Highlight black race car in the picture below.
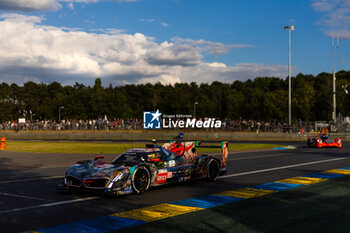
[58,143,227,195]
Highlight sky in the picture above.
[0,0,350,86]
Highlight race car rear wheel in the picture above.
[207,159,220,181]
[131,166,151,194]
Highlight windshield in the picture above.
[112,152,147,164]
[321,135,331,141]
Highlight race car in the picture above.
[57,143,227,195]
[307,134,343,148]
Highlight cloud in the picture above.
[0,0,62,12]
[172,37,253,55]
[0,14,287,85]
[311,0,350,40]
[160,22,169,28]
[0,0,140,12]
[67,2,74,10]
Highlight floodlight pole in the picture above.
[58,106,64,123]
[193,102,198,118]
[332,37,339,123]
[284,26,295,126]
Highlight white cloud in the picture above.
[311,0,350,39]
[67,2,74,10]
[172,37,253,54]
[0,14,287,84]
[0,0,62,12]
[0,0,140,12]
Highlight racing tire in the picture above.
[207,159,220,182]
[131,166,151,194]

──────

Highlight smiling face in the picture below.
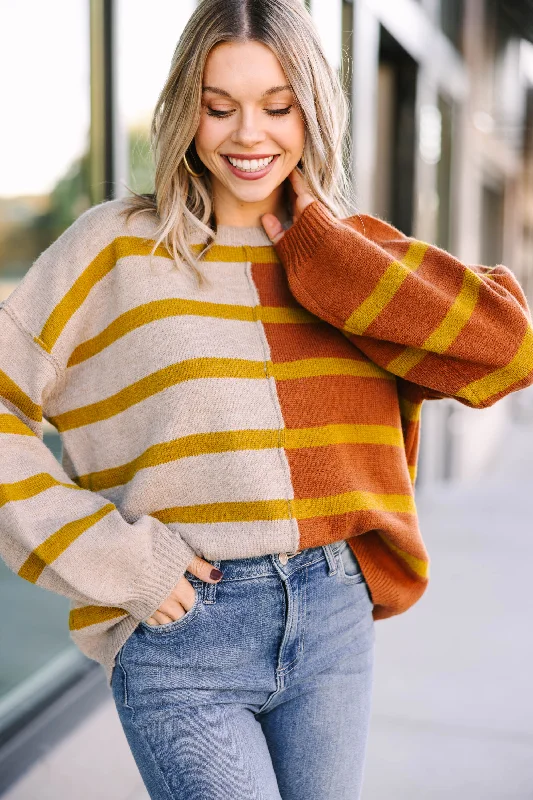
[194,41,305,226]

──────

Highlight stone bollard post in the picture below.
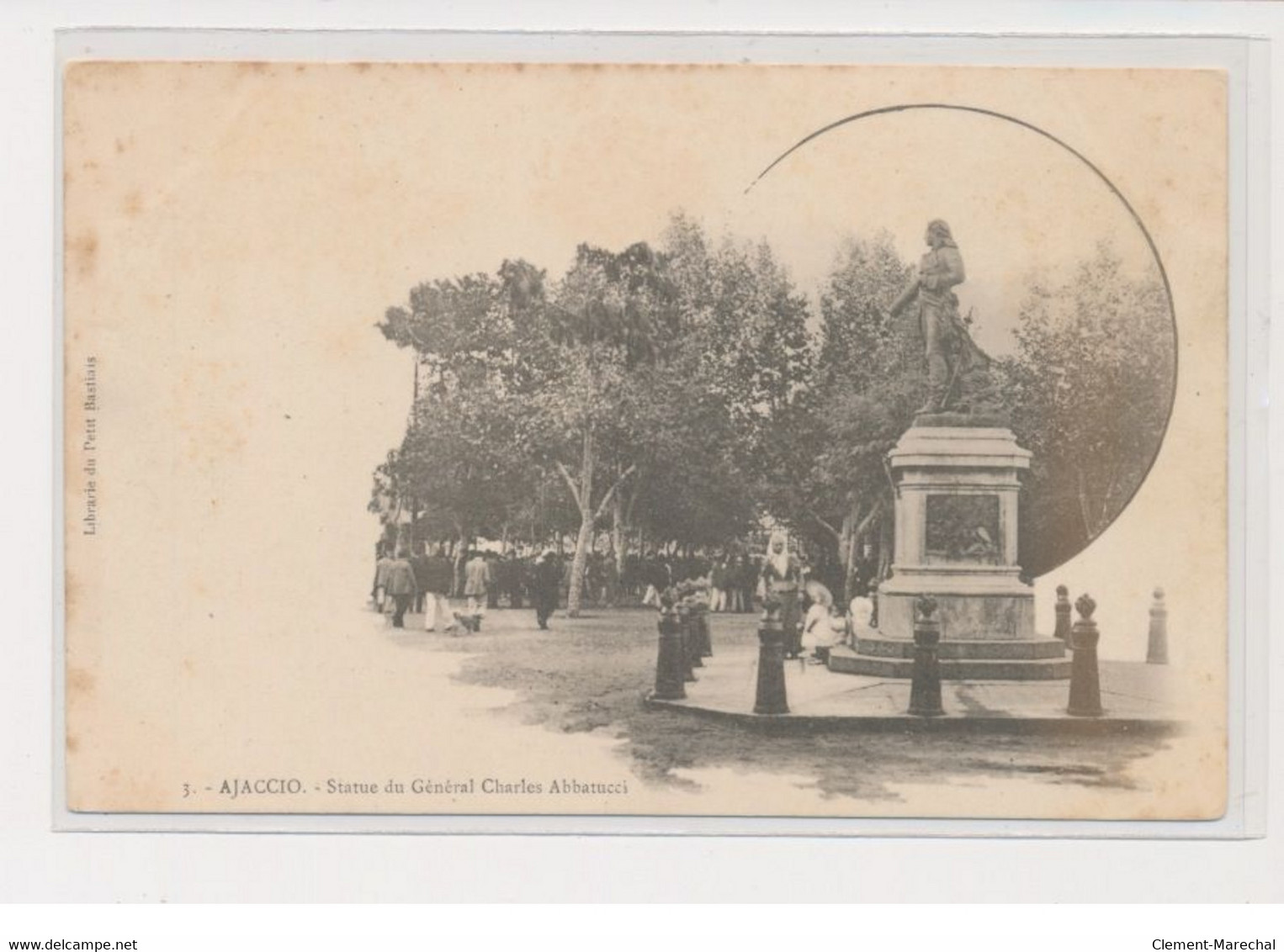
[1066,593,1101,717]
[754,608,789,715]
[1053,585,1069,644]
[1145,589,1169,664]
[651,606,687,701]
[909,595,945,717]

──────

> **AIM OF THE EXERCISE**:
Filter the data above and copy out each line in which the word "race" appears.

> **SOLUTION FOR THIS PROBLEM**:
Highlight black race car in the picture below.
Highlight race car rear wheel in the picture above.
Highlight race car in the picture above.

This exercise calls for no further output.